**Exercise goal**
No line of the records may be dropped; print them all again exactly.

**Exercise materials**

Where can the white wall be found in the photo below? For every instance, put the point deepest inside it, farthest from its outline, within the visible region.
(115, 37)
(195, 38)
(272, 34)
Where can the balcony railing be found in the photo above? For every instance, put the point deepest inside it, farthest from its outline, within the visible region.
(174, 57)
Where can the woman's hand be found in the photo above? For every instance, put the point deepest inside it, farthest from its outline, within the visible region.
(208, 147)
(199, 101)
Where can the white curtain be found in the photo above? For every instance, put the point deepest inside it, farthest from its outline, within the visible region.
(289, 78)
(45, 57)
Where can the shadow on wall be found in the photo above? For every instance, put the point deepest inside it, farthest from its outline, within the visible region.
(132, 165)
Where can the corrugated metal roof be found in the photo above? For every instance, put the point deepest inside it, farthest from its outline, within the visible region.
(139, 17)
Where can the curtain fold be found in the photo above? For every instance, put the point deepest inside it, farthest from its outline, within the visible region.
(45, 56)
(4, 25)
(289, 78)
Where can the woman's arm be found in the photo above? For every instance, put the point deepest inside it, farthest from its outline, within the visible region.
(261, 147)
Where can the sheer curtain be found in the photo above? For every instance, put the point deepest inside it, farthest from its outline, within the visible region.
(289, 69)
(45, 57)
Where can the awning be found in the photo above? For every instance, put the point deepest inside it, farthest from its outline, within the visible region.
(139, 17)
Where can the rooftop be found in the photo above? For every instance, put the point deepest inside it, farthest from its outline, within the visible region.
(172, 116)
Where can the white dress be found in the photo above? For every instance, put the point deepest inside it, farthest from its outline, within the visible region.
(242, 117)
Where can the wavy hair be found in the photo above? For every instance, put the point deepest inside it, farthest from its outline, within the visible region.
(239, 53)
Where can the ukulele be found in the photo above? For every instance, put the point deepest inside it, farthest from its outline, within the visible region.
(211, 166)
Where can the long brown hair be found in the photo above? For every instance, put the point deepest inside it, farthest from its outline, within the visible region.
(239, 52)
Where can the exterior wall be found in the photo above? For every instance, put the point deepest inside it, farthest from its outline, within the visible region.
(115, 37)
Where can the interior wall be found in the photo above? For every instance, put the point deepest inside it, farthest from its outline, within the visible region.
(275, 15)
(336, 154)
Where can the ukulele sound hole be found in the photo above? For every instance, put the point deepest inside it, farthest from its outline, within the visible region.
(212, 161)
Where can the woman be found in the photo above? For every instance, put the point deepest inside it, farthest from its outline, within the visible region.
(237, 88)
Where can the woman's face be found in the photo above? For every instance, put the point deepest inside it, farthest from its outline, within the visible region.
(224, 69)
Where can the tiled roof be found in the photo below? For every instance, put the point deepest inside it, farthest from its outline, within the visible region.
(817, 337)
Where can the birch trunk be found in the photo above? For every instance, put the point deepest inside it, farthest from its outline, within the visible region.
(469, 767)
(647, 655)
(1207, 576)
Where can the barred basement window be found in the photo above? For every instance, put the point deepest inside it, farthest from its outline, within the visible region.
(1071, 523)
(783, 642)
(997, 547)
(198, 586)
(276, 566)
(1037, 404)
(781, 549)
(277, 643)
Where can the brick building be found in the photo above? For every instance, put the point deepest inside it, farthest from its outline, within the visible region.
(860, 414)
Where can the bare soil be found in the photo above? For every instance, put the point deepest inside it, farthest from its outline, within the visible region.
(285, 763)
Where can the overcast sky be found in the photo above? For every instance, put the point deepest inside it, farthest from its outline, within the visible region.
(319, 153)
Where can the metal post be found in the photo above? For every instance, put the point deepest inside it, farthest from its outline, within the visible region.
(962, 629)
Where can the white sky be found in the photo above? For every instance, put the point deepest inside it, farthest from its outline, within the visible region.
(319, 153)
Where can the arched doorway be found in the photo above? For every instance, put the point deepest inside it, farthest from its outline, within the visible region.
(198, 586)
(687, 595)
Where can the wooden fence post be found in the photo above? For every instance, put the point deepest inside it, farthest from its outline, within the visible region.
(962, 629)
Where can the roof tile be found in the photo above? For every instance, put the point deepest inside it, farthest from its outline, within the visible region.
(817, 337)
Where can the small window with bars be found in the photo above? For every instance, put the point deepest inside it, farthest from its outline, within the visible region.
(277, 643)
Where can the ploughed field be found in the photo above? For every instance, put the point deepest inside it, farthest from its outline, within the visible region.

**Result of the task**
Where can the white wall be found in the photo below? For every instance, put the point deepest inside it, farthest from its outline, within the visible region.
(115, 37)
(195, 38)
(272, 34)
Where can the balcony railing be found in the photo above? For every instance, put the point deepest inside it, farthest from its outline, within the visible region.
(174, 57)
Where can the woman's hand be found in the photo above? For every instance, put the point deepest inside it, farthest from its outline, within the visible region.
(208, 147)
(199, 101)
Where can the white curtain be found in the photo above? For every instance, put the point deepest inside it, farthest from its outline, within the visible region.
(289, 78)
(45, 57)
Where can the shadow on wall be found in the photo above? For every instance, put the point deepest inside it, farthest from its outline, within the visible region.
(132, 165)
Where can the corrugated metal roof be found in the photo above? For every instance, put the point deepest inside it, farthest from its outline, within the visible region.
(139, 17)
Where can the curtain fold be found in the photo above? For every instance, put the point deepest inside it, farthest from its outline, within the visible region.
(45, 56)
(4, 25)
(289, 78)
Where can the woman's arm be found in the photo above? For every instance, put the point deepest inside it, farthest from its outline, within the visible region.
(261, 147)
Where can the sheer curtain be found in the photo above? For every instance, put the point deepest inside it, farthest from its outline, within the visible region.
(289, 69)
(45, 57)
Where can the awning be found in the photo above? For every instance, put the point deepest inside it, farthest from its outline, within the visible region.
(139, 17)
Where can the rooftop be found in the photo above? For every instance, put the point deepest inside it, farthest from its outline, within the visible region.
(172, 116)
Where can the white dress be found in the photo above? For every instance, put the point deepest inside it, farthest from its outline, within the visible region.
(242, 117)
Where can the wavy hair be found in the photo above? For every instance, put the point deepest inside it, farthest from its outline, within the visible region.
(239, 53)
Where can the ukulele be found in the photo above? For every instance, put the point deepest inside it, farthest from its outline, within the visible region.
(211, 166)
Where can the long brown hair be found in the photo above? For every instance, put the point deepest inside it, farthest from its outline, within the visible region.
(239, 52)
Where can the exterior wall be found in the photo above? For every instance, put the point deepest inside it, farthest from its outline, within the visible region.
(115, 37)
Where can the interior wall be found in the photo above? For every instance, put the point deepest inside it, farthest from its outline, within the visible region.
(275, 15)
(336, 154)
Where can the ukulele sound hole be found in the photo above? For every instance, put the point deepest inside it, farthest from its outline, within the visible region.
(212, 161)
Where can the woman be found in the photo above? For every instance, put the point deepest inside it, farthest from its outline, within the visible region.
(237, 88)
Where can the woman's face be found in the photo above? For every instance, put the point deepest inside it, farthest from its outline, within the visible region.
(224, 69)
Where can the tiled roof be found in the photo below? For every instance, put the point deepest inside it, farthest from its outline, within the visible region.
(817, 337)
Where can the birch trunk be found in the photo above? For every instance, put the point deepest inside it, farthest from its outline, within the visible region.
(469, 767)
(647, 655)
(1207, 576)
Where can the barred basement window be found in the photo above? For every instance, put the point deepest inside it, farthest from its outline, within the visible region.
(1071, 523)
(783, 642)
(997, 547)
(198, 586)
(276, 566)
(1037, 404)
(781, 549)
(277, 643)
Where can the brick building be found in the photo above? For every instance, put the point deepest inside it, farthest from its outline, within the visible region.
(860, 414)
Where can the bare soil be found in the photo above? For every instance, put the point deepest inside it, farthest from its outline, within the visible region.
(285, 763)
Where can the overcast sky be found in the photo above? For every instance, put the point deepest inside it, farthest from its outline, within the visible region.
(319, 153)
Where can the metal post be found in the photo above? For every instance, put the point deepest inside it, farthest from its outline, within the visible region.
(962, 629)
Where can the white sky be found in the photo above? For every instance, put the point deepest inside it, farthest from its outline, within the visible region.
(319, 153)
Where can the arched doorway be found in the photo above? For every instance, put the point deepest inside it, farthest from its outline, within the visible region.
(198, 586)
(687, 595)
Where can the wooden fence post be found in the photo above? For every instance, put the point deepest inside it, farthest from its outline, within the visible region.
(962, 629)
Where can the roof tile be found in the photo above? For every instance, put the point deepest inside it, farthest from its outline, within the visible region.
(817, 337)
Where can the small window with bars be found in the photo above? For every instance, put the point deepest inside it, farthest from its outline, within the visible region.
(277, 643)
Where can the ploughed field be found in the photo above? For every instance, put the point deepest inside it, farthest from its outline, within the visible region.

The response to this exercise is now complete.